**WHAT IS REQUIRED:** Nothing but the pictures should be left out when you copy the records exactly.

Start of DATA SUPPLIED

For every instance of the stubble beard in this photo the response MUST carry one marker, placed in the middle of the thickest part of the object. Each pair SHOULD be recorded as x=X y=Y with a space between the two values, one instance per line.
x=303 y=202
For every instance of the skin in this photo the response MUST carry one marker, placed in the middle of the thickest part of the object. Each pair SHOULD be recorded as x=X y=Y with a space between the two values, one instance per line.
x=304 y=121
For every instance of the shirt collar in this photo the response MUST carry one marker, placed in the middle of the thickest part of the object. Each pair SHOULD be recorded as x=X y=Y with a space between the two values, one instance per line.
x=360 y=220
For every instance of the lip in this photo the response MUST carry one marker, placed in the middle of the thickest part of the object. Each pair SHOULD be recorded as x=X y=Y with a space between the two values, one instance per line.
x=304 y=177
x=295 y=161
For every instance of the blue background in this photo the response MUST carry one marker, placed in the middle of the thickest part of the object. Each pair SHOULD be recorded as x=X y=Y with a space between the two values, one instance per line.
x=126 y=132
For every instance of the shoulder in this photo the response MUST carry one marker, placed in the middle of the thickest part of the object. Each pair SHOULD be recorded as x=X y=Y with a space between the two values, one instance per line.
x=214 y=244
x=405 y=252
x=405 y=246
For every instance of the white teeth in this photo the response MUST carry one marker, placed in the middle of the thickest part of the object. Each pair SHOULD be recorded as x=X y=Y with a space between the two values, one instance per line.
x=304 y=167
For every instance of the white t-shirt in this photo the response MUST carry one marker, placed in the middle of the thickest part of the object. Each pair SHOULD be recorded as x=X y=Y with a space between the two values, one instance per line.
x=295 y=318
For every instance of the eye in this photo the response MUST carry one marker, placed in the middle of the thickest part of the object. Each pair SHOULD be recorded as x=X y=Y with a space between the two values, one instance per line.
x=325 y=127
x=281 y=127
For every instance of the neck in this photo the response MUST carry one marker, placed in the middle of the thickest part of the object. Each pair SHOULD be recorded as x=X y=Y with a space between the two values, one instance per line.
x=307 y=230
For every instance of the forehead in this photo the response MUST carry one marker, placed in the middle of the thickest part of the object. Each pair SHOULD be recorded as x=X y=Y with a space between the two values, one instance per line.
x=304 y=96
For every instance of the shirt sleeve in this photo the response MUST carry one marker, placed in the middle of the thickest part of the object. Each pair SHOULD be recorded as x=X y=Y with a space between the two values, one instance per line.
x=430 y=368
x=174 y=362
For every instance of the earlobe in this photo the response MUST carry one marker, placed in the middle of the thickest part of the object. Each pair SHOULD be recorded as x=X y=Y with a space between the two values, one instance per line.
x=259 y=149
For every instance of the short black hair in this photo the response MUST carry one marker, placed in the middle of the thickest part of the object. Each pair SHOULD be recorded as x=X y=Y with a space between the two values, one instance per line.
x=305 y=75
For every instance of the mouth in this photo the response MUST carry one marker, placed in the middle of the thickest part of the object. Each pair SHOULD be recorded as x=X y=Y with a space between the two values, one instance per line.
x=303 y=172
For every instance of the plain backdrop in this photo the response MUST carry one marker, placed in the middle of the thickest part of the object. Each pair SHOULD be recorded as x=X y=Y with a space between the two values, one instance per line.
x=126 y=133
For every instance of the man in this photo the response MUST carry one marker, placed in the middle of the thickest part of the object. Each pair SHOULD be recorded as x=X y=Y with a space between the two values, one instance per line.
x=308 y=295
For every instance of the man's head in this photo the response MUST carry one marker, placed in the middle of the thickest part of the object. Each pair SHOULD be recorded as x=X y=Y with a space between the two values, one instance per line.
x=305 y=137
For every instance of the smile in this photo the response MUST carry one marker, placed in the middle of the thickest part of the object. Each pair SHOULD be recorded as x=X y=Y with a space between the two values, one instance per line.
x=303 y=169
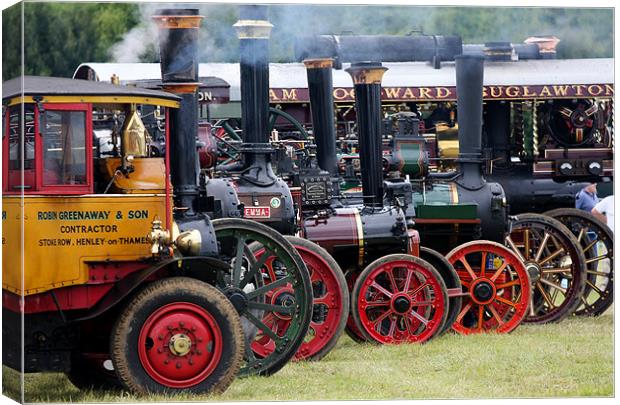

End of DATA SUPPLIED

**RESULT FOR THIS EXERCISE:**
For every instance of the stubble beard in this photo the response MUST carry one marker, placed in the middle of the thickest part of the object. Each pair SHOULD be recorded as x=X y=Y with a space between the two values, one instance per line.
x=303 y=202
For every instance of the skin in this photo the response MUST carry one marker, placed in the middle of the thickest part of the object. Each pair SHOULD be recorded as x=X y=Y with a space between the two values, one instance per line.
x=304 y=121
For every instance of the shirt collar in this photo the response MUST carry one marker, placed in the middle of the thickest part of the object. Each pair SHOULD be recorded as x=X y=Y with a space between the two values, one instance per line.
x=360 y=220
For every instance of the lip in this photo the response MUST carry one marker, placed in the middle of the thickest part of the object. Each pair SHOULD be recorded as x=X y=Y with a space between the two values, one instance per line.
x=304 y=177
x=295 y=161
For every instance of the blue background in this photo the response MUST carry one marker, placed in the middle of the thickest part of the object. Each pair SHOULD be recorded as x=X y=Y with a space between the two values, one instance per line.
x=126 y=132
For every instance of the shoulder in this photo the response MUST carry one marker, placed in the middle of the thickest part of the object. Each pair SHOULD be recorded as x=X y=Y with a space between the two values, one instance per line.
x=214 y=244
x=405 y=252
x=405 y=246
For every instance of the white teeth in this photo the response MUST carry one marker, placed in the middle of the thickest part of the object. Each pair SHOULD be recorded as x=X y=Y with a space between the two values, one instance per line.
x=304 y=167
For every instance of the white t-shirt in this photo the response MUST carry one marker, placed in the middle of the thickest part of the object. Each pair SHOULD be recorded as x=X y=Y with a space between the two values, one instance per line.
x=295 y=318
For every instance of the eye in this photo the response MUST carry one marker, placed in the middle of the thickest part of the object. Each pair SHOULD be recorded as x=X y=Y with a space between the two values, one instance per line.
x=325 y=127
x=281 y=127
For every instance of the neck in this photo the response MUST carry one marker, placed in the middle of the thickest part of the object. Each pair SHOULD be recorded as x=X y=Y with a space between the two values, one instance per line.
x=307 y=230
For every instance of the forehead in this photo the response MUST carry one marker, placed in the middle of the thickest part of the object. Each pair SHOULD be recorded as x=X y=Y with a space between the two values, one instance per line.
x=304 y=96
For every instance of the shirt sleeve in this photo the response MUST carry one marker, placed in the middle of the thickest part of the object. Each pair SHOULD be recorded as x=X y=Y with a space between the two values, one instance per line.
x=430 y=368
x=174 y=362
For every instance of the earlobe in this photo the response MUST carry one marker, placed in the middle of the thickest part of the object. Each pair SHOULD be recorded as x=X y=Y with a space between the two values, one instance per line.
x=259 y=149
For every instance of the short black hair in this photo the response MUST carry one marker, placed in the middle of the thickest part of the object. Each pair SHOULD be recorded as x=X y=Y with a space between the two values, one instance per line.
x=305 y=75
For every instance of the mouth in this photo the response MUST carry one marker, placed in the middle of the thickest part of the object. Each pair SHOULD be recorded as x=X y=Y with a space between the two values, one instance per line.
x=303 y=172
For every instance of the plain backdrop in this photo the response MUST carry one marker, placed in the middle of the thickest part of the object. Each pair SHOULD be recorded as x=X y=Y with a space between the two values, one instance per line.
x=126 y=133
For every instance of the man in this photo the response MUST carry one marker, placed in the middle of the thickest part of the object. Each pair SHOULD be recorded as x=X y=Y with a space between the two values, one instance per line.
x=308 y=295
For every instance of the man's head in this photo the response MUST carry one marker, placed in the middle of the thickest part of the object. Each pair SHOULD be recorded as x=X y=Y with a space between the two values, one instance per line.
x=305 y=137
For every instance of the smile in this photo the response MUST carry one marker, placed in the middle of the thickest part of the object. Each pair SHOULD be recorded as x=X y=Y with a space between the two values, one instance per line.
x=303 y=169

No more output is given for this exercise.